**To do:**
A) Name every station mentioned in the forum thread about riding the bus to the Amtrak station.
B) Carry on the forum thread about riding the bus to the Amtrak station from the point where it ends.

**Given passage:**

I ride the bus both ways every day by the station and 99.99 per cent of the time the driver announces Amtrak. However, just to be sure he says it loud enough ( knowing it is really needed) just ask him or her to announce it. I find the drivers and passengers are alert to that station and often will be helpful about telling you "It is the next stop", etc.

It is a small brick building which kind of sticks out, so spotting it ahead of time from the bus should not be a problem. I have ridden city buses all over this country and find drivers usually to be helpful and informed about local sites.

In average traffic, I guess the bus reaches the Amtrak Station from the Arts Center Station in about 5-7 minutes. I have never thought to time it. Going north, the station is on the left, sitting over a huge gulch with freeways below. This is where I-75 and I-85 come together, known locally as the "downtown connector".BUT that is down below you, that does not concern your directions.


----------



## Guest

Thank you Bill and I apologize for posting such an endless list of numbers. Your advice was on target as I just asked everyone who looked local and kept on getting good answers. Perhaps the timetable above is just to let you know what point one passes different points and is not meant to be an all inclusive list of stops.

If you want to go to Arts Station, get on the bus at the shelter right outside the door of the Amtrak station at Deering Road/Peachtree Street corner. If instead you want to ride the bus to the Lenox Station (where the cheap longterm protected MARTA parking is located), cross Peachtree Street carefully and stand on the corner near the fence or somewhere in front of Border's bookstore or conversely, go south on the bus to Arts Station and ride the train north to Lenox Station. You won't get a bus to rail transfer on the bus unless you have a Breeze card (google that one).

Mr. Massell's strength is getting things done. Maybe he wasn't thinking of a ld train, but instead, more of a regional that ended near the state's borders. Who knows.

Guest


----------



## George Harris

Guest said:


> Perhaps the timetable above is just to let you know what point one passes different points and is not meant to be an all inclusive list of stops.

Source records
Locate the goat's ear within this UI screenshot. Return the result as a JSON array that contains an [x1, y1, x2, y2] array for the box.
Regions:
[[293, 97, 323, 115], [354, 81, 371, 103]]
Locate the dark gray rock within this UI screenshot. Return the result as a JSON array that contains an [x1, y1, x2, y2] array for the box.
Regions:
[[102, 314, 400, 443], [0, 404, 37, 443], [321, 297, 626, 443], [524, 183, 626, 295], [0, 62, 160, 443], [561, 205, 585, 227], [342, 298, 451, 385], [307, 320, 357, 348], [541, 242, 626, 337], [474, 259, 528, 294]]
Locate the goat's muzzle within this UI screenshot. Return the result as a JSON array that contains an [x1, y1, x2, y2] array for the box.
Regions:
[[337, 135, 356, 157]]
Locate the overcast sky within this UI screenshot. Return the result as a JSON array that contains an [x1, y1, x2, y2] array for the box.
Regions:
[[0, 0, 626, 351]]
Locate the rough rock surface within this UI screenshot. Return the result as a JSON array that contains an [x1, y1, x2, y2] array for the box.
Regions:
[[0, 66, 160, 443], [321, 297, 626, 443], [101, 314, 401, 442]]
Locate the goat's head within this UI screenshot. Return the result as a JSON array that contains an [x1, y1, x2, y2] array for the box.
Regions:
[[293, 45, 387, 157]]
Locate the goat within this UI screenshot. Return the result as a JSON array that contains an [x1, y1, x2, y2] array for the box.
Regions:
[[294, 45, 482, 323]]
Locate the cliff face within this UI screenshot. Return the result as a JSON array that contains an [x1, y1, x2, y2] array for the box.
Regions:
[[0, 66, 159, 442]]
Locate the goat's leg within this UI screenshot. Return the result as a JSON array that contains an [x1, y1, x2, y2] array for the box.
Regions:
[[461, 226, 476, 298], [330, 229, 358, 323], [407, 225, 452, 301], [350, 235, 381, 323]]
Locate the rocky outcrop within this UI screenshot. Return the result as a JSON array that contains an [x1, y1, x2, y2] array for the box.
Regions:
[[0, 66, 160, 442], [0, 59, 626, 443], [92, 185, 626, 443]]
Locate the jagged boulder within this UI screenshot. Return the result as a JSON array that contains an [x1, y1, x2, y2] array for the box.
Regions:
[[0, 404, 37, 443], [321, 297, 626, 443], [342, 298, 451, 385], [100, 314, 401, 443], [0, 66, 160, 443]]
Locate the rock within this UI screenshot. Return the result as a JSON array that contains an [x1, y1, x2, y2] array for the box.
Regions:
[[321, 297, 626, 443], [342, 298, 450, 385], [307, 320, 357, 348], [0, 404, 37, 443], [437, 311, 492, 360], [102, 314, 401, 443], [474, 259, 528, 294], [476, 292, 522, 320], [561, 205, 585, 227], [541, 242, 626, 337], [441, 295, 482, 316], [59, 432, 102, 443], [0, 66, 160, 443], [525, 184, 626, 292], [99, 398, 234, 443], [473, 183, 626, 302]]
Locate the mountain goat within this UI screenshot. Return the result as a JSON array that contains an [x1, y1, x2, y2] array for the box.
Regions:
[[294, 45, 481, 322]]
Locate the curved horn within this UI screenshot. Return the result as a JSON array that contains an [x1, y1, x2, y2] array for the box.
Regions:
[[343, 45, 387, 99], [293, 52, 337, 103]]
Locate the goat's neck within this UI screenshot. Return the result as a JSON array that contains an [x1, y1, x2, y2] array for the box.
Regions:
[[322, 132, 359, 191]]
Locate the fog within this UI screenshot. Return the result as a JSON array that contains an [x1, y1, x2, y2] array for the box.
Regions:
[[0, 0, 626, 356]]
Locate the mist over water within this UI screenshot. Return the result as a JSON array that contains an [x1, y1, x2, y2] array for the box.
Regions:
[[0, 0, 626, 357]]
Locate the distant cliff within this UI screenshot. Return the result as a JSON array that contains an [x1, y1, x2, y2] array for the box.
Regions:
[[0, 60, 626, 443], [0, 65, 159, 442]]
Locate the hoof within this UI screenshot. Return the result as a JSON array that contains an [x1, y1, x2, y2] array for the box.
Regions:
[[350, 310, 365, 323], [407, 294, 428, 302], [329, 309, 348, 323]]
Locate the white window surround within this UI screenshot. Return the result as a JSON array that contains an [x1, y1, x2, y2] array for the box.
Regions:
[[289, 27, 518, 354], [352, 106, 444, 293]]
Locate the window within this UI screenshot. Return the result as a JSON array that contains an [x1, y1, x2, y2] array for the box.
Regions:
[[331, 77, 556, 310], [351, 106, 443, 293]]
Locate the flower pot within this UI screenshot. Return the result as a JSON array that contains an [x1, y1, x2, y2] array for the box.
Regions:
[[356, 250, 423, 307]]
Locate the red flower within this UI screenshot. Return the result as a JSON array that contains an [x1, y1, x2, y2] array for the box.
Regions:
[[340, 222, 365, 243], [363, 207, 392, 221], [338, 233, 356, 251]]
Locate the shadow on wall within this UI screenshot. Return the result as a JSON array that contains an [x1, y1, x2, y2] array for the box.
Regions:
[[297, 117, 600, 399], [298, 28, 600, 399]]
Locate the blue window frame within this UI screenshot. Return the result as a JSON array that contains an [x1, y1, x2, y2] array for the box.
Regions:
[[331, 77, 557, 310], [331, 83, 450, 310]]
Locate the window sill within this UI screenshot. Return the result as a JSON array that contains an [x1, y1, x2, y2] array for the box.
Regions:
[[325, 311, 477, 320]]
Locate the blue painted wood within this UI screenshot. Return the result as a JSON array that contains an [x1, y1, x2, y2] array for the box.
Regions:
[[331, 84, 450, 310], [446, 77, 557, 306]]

**Results of the tasks:**
A) Amtrak Station, Arts Center Station (also called Arts Station), Lenox Station

B)
Correct. This is the norm for city bus schedules. It would be impractical to do otherwise, as if you did the timetable would be huge. Normally city bus stops are every block or two and timed points are only every mile or so, or at major transfer points and destinations, such as shopping centers. Guess to those of us who have been regular city bus riders in various places this is what we know, and sometimes forget that it is not general knowledge to those that don't ride regularly.

George


----------



## Dovecote

Bill Haithcoat said:


> I ride the bus both ways every day by the station and 99.99 per cent of the time the driver announces Amtrak. However, just to be sure he says it loud enough ( knowing it is really needed) just ask him or her to announce it. I find the drivers and passengers are alert to that station and often will be helpful about telling you "It is the next stop", etc.
> 
> It is a small brick building which kind of sticks out, so spotting it ahead of time from the bus should not be a problem. I have ridden city buses all over this country and find drivers usually to be helpful and informed about local sites.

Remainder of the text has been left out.